=== Selected text ===
The Environment Agency continued to monitor the status of development by each automaker, and in December 1976 announced the fiscal 1978 emissions regulations, which included a nitrogen oxide (NOx) standard of 0.25 grams per kilometer.

At around this time, Toyota's research and development focusing on achieving the target of 0.25 grams of NOx began to bear fruit. Also, further improvements were made to the reduction catalysts, and a new three-way catalytic converter was developed to the stage of practical application. As a result, the technological possibilities became more apparent.

The three-way catalytic converter, which is still used today, simultaneously purifies CO, HC and NOx through a catalytic reaction. Removing these three components simultaneously requires maintaining the intake mixture ratio at the stoichiometric air-fuel ratio. As such, the oxygen sensor (O₂ sensor) that detects the concentration of oxygen in the emissions plays a key role in the practical application of the three-way catalytic converter. The sensor electrode is exposed to high-temperature emissions, and during the early development stages, the electrode suffered from extremely poor durability, experiencing separation and cracking of the element.
=== Record list ===
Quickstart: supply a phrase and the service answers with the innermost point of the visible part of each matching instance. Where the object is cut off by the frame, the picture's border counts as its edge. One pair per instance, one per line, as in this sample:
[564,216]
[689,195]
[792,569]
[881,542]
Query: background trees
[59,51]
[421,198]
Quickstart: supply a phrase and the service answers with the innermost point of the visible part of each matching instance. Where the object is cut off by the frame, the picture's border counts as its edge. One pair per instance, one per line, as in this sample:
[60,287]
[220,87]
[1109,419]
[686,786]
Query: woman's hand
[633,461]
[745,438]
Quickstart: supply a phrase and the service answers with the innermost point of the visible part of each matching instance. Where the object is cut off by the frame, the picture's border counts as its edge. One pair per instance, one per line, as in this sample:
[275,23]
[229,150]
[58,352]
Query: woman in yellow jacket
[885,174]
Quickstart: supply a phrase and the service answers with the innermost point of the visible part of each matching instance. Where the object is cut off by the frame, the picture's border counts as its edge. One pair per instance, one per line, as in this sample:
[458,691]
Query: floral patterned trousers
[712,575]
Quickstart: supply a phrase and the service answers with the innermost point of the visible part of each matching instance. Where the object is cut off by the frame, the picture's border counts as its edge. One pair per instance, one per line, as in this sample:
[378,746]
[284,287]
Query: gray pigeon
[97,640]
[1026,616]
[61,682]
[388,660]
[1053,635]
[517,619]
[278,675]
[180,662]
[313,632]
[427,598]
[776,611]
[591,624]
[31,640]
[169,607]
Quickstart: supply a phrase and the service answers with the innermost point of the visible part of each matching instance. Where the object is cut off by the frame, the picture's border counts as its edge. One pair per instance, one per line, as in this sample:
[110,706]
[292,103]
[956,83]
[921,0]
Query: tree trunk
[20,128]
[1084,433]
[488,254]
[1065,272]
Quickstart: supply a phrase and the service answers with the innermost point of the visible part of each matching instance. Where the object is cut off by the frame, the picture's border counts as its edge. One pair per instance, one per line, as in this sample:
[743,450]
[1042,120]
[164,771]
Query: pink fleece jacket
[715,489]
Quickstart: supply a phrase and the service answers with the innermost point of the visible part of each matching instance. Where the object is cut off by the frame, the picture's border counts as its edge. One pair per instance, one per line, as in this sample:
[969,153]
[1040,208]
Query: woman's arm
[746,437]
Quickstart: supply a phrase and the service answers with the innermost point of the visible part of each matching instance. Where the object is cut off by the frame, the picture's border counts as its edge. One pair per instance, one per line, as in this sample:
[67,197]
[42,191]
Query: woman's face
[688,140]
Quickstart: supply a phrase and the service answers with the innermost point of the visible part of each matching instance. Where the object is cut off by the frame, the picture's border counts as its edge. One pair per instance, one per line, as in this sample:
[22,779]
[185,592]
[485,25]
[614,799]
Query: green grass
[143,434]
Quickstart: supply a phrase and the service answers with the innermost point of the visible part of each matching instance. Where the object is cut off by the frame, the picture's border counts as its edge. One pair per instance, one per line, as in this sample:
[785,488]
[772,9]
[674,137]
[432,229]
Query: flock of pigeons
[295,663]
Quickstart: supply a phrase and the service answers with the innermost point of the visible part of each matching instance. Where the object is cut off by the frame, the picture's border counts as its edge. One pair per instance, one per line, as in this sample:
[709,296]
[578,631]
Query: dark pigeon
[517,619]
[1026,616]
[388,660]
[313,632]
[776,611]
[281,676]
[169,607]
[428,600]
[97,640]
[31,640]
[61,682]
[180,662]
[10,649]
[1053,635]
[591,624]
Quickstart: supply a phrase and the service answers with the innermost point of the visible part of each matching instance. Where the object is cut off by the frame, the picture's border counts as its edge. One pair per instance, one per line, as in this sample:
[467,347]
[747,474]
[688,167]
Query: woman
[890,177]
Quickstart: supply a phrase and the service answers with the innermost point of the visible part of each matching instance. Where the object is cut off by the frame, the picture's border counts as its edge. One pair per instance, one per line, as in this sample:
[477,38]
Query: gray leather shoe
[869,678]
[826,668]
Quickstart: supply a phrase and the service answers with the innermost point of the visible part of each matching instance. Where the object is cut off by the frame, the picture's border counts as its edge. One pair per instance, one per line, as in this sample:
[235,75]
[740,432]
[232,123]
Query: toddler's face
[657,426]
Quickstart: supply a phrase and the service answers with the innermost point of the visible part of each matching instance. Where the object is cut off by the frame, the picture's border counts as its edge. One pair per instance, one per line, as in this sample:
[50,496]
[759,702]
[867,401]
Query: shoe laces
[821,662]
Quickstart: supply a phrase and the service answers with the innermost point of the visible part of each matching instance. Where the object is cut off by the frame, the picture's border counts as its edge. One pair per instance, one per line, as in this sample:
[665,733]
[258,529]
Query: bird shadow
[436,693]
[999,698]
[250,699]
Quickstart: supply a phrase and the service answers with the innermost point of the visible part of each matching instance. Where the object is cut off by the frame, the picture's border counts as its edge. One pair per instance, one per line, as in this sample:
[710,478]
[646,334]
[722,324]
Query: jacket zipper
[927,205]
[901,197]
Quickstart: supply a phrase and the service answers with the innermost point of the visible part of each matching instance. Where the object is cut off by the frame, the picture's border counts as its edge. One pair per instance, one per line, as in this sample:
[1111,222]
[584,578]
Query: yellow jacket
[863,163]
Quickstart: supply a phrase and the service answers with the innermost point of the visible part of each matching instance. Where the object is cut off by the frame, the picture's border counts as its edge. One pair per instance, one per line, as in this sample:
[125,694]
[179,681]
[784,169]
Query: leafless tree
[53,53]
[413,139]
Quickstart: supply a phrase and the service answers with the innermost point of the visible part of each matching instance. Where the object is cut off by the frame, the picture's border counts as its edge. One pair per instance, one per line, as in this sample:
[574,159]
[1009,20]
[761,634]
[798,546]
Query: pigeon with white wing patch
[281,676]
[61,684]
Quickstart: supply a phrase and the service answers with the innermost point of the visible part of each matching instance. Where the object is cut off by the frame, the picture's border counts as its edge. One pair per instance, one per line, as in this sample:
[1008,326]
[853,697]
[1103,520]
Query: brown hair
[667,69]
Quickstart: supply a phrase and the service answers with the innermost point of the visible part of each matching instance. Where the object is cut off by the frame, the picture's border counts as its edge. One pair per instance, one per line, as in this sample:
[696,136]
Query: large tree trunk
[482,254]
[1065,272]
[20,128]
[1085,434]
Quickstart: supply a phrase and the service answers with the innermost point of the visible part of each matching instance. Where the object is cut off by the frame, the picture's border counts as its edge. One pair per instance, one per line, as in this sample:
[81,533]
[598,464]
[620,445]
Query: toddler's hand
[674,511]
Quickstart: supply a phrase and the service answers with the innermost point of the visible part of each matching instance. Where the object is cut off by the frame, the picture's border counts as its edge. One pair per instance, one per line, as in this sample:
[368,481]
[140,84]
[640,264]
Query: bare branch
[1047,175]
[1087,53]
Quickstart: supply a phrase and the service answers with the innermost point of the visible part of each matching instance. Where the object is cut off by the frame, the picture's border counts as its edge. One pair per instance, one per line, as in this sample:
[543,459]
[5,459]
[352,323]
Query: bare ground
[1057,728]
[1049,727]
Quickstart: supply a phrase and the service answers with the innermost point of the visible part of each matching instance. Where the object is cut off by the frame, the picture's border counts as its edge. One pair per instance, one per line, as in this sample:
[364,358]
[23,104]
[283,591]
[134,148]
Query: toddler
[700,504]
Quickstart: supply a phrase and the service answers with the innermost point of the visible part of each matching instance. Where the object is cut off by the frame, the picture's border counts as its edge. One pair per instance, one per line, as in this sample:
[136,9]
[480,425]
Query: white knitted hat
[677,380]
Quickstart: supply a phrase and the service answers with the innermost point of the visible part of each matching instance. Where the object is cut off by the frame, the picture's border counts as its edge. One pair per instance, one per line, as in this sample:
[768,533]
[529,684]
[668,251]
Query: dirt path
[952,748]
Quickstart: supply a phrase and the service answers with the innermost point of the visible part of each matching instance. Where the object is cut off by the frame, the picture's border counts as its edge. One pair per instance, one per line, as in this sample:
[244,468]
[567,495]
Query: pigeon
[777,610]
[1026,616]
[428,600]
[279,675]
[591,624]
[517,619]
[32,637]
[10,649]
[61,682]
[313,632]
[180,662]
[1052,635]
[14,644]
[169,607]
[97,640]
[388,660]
===
Directives ▸
1. Answer these questions about the emissions text:
(a) What NOx standard did the fiscal 1978 emissions regulations include?
(b) What new device was developed to the stage of practical application?
(c) What happened to the O₂ sensor element during the early development stages?
2. Which lines in the rows contain the string "trunk", with case counting? Pick out and copy each of them.

Answers to each task ▸
1.
(a) 0.25 grams per kilometer.
(b) A new three-way catalytic converter.
(c) The element experienced separation and cracking.

2.
Query: tree trunk
Query: large tree trunk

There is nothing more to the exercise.